> _Given request_:
Pick out every line in the records below that contains the word "wooden", and copy each of those lines.

> _Task material_:
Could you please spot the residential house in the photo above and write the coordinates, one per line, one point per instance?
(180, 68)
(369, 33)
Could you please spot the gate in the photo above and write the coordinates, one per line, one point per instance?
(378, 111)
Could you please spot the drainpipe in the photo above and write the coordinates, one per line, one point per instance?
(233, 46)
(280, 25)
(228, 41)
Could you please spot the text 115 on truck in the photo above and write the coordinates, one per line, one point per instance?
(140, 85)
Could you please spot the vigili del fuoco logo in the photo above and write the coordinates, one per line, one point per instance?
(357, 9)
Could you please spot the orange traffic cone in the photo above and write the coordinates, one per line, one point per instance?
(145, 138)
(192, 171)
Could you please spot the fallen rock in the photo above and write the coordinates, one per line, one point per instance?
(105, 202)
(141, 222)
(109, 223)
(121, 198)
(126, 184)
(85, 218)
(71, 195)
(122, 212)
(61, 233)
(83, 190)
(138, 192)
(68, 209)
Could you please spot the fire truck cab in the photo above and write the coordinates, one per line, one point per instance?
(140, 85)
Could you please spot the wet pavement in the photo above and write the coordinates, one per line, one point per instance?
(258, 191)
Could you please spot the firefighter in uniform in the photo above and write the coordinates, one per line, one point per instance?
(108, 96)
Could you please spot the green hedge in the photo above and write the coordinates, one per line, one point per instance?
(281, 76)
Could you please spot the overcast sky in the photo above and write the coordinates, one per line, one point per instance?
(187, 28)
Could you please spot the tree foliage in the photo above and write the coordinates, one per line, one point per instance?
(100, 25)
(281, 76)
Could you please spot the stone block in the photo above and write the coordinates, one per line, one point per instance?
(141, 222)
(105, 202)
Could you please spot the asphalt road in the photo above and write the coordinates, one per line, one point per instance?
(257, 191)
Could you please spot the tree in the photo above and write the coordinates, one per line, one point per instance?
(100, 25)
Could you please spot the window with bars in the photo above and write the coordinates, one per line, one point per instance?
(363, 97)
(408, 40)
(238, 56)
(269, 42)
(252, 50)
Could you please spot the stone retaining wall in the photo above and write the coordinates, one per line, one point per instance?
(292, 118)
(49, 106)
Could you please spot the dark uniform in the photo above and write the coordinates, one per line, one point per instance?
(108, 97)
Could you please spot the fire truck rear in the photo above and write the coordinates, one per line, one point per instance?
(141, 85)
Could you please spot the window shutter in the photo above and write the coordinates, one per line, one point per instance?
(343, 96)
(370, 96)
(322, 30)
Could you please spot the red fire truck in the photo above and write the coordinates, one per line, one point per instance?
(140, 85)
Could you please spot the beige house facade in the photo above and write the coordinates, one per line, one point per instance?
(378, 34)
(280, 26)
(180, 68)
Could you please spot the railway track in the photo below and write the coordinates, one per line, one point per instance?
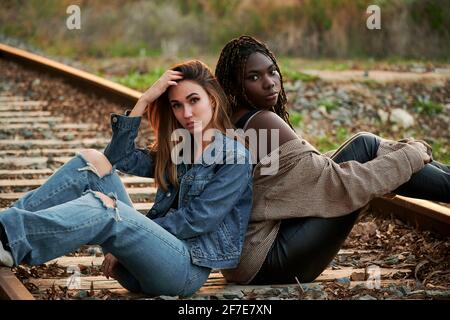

==

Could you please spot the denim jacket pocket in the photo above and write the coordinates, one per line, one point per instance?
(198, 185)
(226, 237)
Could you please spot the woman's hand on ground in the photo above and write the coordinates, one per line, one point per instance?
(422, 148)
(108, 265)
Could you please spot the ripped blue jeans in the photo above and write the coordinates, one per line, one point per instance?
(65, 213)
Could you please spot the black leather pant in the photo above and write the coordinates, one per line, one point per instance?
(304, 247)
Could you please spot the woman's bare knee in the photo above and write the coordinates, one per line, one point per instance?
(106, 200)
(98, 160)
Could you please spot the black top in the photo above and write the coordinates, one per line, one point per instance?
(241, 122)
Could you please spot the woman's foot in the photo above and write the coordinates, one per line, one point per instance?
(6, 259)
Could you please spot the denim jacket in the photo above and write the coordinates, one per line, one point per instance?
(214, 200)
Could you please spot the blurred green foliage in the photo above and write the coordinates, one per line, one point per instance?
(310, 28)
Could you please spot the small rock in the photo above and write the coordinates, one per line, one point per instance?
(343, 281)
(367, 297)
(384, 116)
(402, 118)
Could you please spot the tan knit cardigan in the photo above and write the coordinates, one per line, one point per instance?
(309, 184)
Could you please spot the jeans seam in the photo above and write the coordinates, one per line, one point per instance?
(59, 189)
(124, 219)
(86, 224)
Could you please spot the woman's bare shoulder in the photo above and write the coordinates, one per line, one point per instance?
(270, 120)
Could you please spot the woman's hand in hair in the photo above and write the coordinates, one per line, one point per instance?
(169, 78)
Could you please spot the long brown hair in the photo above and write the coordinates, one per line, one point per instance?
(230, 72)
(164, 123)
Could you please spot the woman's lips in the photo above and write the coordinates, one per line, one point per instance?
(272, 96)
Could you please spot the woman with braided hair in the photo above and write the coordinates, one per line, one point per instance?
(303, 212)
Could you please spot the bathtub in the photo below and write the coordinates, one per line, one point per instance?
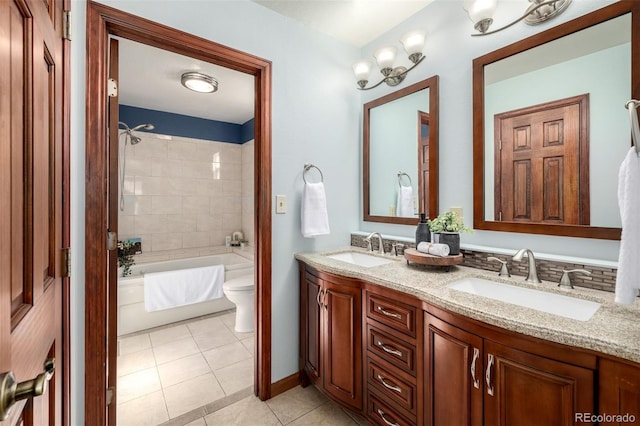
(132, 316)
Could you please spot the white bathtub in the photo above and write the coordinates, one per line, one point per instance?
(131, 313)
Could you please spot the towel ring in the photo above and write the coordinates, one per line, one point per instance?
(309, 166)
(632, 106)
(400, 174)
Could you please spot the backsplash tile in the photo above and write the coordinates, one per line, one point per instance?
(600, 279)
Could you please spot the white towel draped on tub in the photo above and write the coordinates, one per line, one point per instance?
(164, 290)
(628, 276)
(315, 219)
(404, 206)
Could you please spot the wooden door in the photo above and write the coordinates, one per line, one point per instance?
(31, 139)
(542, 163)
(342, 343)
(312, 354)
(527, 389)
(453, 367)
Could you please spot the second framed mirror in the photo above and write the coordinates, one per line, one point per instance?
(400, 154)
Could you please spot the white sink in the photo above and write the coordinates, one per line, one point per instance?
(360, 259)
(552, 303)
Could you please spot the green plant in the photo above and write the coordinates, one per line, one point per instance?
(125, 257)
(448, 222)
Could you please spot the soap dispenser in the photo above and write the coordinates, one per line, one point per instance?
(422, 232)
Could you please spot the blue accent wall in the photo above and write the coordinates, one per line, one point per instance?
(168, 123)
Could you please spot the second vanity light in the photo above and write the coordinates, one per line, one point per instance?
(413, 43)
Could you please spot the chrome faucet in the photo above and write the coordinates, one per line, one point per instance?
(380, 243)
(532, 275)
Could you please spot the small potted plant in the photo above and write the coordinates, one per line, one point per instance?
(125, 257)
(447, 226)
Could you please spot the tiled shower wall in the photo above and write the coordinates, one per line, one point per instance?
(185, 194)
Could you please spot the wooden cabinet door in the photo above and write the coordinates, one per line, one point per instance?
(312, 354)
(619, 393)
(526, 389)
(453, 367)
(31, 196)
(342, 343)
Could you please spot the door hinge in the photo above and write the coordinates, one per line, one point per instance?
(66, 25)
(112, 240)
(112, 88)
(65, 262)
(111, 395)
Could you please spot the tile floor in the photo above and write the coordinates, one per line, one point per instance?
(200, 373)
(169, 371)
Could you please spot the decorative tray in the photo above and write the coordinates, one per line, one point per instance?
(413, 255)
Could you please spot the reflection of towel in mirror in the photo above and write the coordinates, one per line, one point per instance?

> _Complete response_:
Could you please spot the wooden door in the photo above and write the coordinates, one per line, one point per instance?
Could you please spot the wooden cabinet door in the photo above and write the coordinates, one per line, one point per instance?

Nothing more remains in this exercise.